Utah’s desert monolith and the God of the gaps

Utah’s desert monolith and the God of the gaps 2020-11-24T14:22:50-07:00

 

A mountain in South Dakota
Mount Rushmore National Memorial   (Wikimedia Commons public domain image)

 

Most of you have probably come across this strange little story already:

 

Deseret News“Mysterious monolith discovered in remote Utah wilderness: People are freaking out over a monolith discovered in the middle of nowhere in Utah.”

 

CNN:  “Mysterious monolith found in remote part of Utah fuels speculation on how it got there: The object drew comparisons to Stanley Kubrick’s famed 1968 film ‘2001: A Space Odyssey'”

 

What puzzles me about it is how everybody, seeing it, immediately leaps to the conclusion that the mysterious object was created and put in place by an intelligent agent, by either a prankster or an alien.  (One person suggests that it’s the grave marker for Jimmy Hoffa.  Others have proposed that hundreds of thousands of Michigan, Nevada, Pennsylvania, and Georgia ballots marked for Mr. Donald J. Trump have been concealed in it by Dominion, working together with Georgia’s governor Brian Kemp, the CIA, George Soros, and the specter of Hugo Chavez.)

 

Some have contended that it can’t be very old, because metal objects in the desert Southwest of the United States very quickly grow bullet holes, while the surfaces of this monolith appear to bequite smooth.  But I don’t find that argument conclusive.  We don’t yet know of what metal the object is made.  It could, for example, be composed of unobtainium, and we don’t know whether unobtainium develops bullet holes in the same way that conventional earthly metals do.

 

But why posit an intelligent agent as the force behind the monolith?  How often has an intelligent agent proven to be the explanation for much of anything in the thousands of acres of wilderness that surround it?

 

Isn’t it more likely that it’s just an outcropping of metallic ore that has been left standing after the less resistant sand stone around it has eroded away?  If you look at photographs of it, it’s plainly located in a little hollow that has been . . . well, hollowed out.

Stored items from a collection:
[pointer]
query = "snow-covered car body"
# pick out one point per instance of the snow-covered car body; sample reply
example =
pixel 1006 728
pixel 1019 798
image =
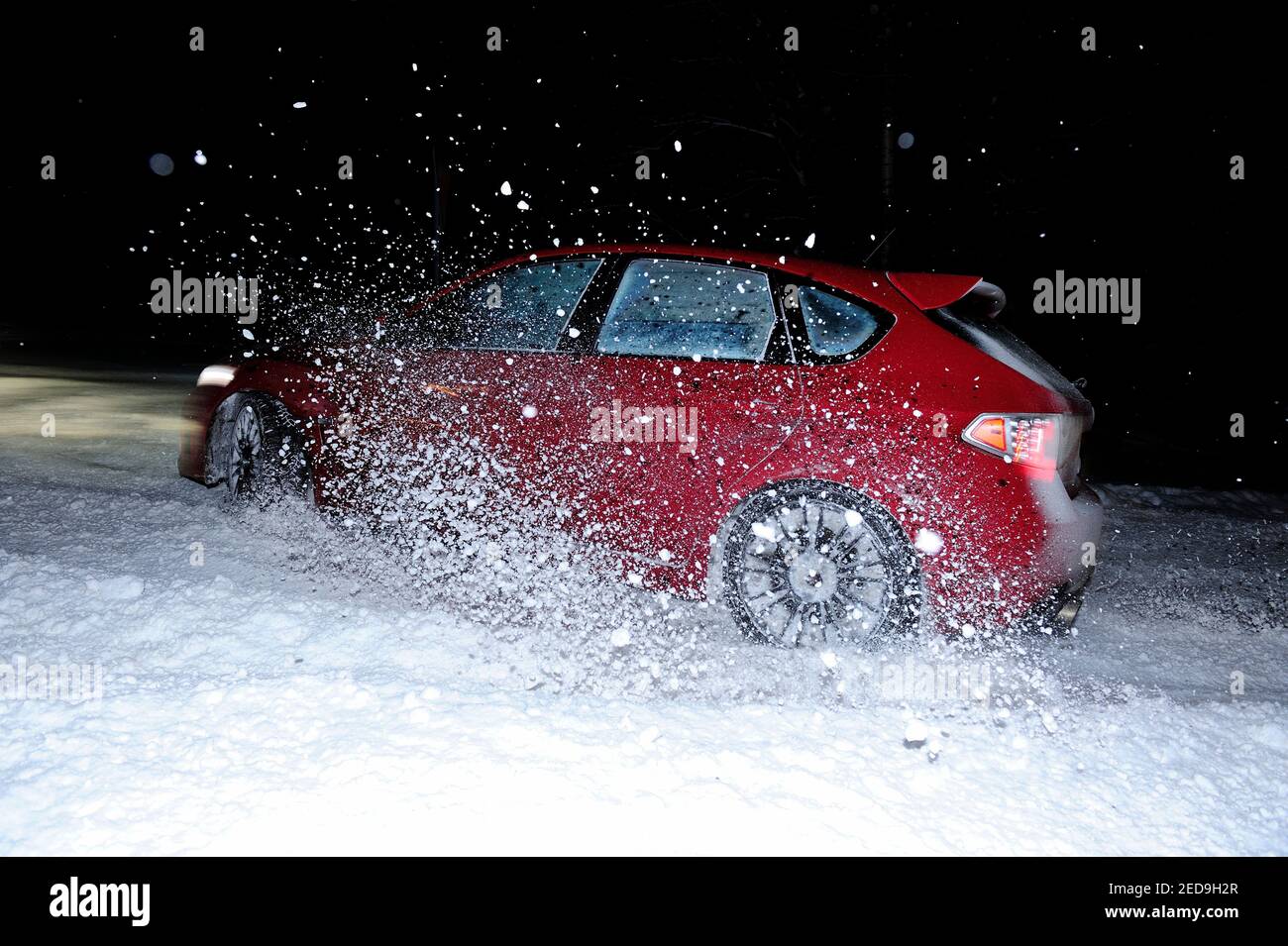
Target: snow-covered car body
pixel 655 390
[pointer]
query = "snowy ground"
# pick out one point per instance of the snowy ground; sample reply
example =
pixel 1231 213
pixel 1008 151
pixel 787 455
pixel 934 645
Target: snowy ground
pixel 296 692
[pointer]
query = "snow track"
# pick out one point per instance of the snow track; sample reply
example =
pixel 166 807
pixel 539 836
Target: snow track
pixel 299 692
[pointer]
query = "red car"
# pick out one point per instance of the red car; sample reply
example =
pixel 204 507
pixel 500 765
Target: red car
pixel 829 451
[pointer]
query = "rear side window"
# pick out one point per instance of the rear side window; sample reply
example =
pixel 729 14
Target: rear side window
pixel 686 309
pixel 522 309
pixel 835 326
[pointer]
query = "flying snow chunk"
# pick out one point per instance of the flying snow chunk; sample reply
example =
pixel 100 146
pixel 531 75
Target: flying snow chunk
pixel 928 542
pixel 915 734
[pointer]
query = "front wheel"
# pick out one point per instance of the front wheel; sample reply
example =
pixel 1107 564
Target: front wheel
pixel 267 459
pixel 812 563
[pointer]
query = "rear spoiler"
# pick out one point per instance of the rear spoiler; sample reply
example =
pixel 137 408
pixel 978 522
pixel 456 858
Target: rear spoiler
pixel 938 289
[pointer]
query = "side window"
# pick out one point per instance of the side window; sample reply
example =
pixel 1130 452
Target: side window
pixel 684 309
pixel 520 309
pixel 835 326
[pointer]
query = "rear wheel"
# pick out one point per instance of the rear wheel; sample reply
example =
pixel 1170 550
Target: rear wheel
pixel 266 451
pixel 812 563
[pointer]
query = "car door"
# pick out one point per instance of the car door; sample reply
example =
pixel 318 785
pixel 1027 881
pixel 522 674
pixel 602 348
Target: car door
pixel 699 390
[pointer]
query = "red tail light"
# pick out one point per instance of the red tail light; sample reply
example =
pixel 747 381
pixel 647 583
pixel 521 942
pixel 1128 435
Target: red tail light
pixel 1030 441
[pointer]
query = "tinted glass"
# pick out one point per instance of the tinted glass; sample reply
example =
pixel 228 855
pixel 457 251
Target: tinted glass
pixel 522 309
pixel 835 326
pixel 683 309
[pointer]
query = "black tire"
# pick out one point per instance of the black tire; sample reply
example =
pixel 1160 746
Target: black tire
pixel 266 455
pixel 853 578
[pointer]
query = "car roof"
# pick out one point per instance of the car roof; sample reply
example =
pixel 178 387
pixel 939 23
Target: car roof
pixel 863 282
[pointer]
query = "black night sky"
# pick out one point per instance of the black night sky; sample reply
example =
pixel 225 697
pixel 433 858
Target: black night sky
pixel 1111 163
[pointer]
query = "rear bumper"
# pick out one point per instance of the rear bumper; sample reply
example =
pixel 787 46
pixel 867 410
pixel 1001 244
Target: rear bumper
pixel 1072 559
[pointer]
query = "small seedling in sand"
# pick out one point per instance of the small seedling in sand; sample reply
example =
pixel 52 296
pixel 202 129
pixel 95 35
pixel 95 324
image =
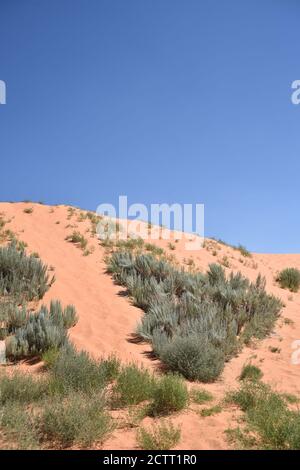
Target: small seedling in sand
pixel 201 396
pixel 250 372
pixel 273 349
pixel 211 411
pixel 28 210
pixel 163 436
pixel 289 278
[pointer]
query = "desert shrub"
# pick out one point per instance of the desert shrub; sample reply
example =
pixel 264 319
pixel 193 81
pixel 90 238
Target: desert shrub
pixel 76 371
pixel 46 329
pixel 38 335
pixel 22 276
pixel 194 321
pixel 50 357
pixel 210 411
pixel 170 395
pixel 110 368
pixel 268 417
pixel 201 396
pixel 289 278
pixel 133 385
pixel 154 249
pixel 250 372
pixel 78 239
pixel 130 243
pixel 244 252
pixel 11 317
pixel 195 361
pixel 21 388
pixel 77 420
pixel 28 210
pixel 162 436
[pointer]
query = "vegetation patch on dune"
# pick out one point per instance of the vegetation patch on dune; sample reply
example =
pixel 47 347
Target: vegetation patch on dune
pixel 268 422
pixel 289 278
pixel 195 322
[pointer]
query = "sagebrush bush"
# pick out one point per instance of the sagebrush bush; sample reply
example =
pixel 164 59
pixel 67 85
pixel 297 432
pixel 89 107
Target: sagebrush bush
pixel 193 360
pixel 46 329
pixel 194 321
pixel 22 276
pixel 251 372
pixel 201 396
pixel 78 239
pixel 50 357
pixel 134 385
pixel 76 420
pixel 289 278
pixel 162 436
pixel 170 395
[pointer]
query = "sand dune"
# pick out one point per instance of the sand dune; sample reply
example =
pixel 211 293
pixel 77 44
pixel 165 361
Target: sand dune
pixel 107 319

- **Activity list**
• A. For each statement about the piece on the Utah monolith, answer yes or no and quote the words from it that decide the answer: (i) the CNN report compares the object to a 1968 film; (ii) the writer finds the bullet-hole argument conclusive; (iii) the writer says it is already known what metal the object is made of.
• B. Please pick up the piece on the Utah monolith after its last sentence and carry it forward.
Those rows have nothing to do with this.

- **Answers below**
• A.
(i) Yes: "drew comparisons to Stanley Kubrick’s famed 1968 film"
(ii) No: "But I don’t find that argument conclusive."
(iii) No: "We don’t yet know of what metal the object is made."

• B.
Imagining that intelligent beings did this — for what earthly purpose? —  is just as silly as the widespread notion that somebody named Gutzon Borglum was responsible for creating the four seemingly anthropoid “faces” on South Dakota’s Mount Rushmore.  In that case, plainly, just like the other hills and mountains in that area, they’re no more and no less than the result of naturally occurring erosion by wind, water, and soil.  (See the 1995 book Faces in the Clouds: A New Theory of Religion, in which anthropologist Stewart Elliott Guthrie proposes that religion originates from the evolutionarily beneficial human tendency to see purposive agents in natural occurrences, as illustrated, for example, in our ability to “recognize” faces in random clouds of atmospheric moisture.). Given an infinity of time, two or four or fifty “faces” are bound to appear not just once but, literally, an infinity of times across the multiverse.  We might be amused by the occurrences of such “faces” on our insignificant speck of cosmic dust, but we shouldn’t be surprised at it.

 

Move along.  There’s nothing to see here.

 

Imagining that a purposive intelligence created the Utah desert monolith will only serve to cut off scientific inquiry, just as it has done at Mount Rushmore.  It is profoundly incurious.  Our ignorance of the specific reasons for the shape of this or that rock is no proof that “Gutzon done it.”  However, once the “Gutzon Borglum” superstition became the dominant explanation for those supposed “faces” in South Dakota, the scientists effectively went home.  All inquiry into the mechanism by which unguided natural forces shaped that rock cliff over hundreds of thousands if not millions of years came to a complete stop.

 

Moreover, the notion that a mind analogous to ours, a person, was required to create “George Washington,” “Thomas Jefferson,” “Theodore Roosevelt,” and “Abraham Lincoln,” as the four adjacent rock formations are whimsically known, is deeply arrogant.  Barely evolved simians such as ourselves, only lately emerged from the primordial tidal pool or deep sea volcanic vent that spawned our single-celled ancestors, like to give ourselves airs, imagining ourselves apart from and superior to nature, but our pretensions are rather absurd, really.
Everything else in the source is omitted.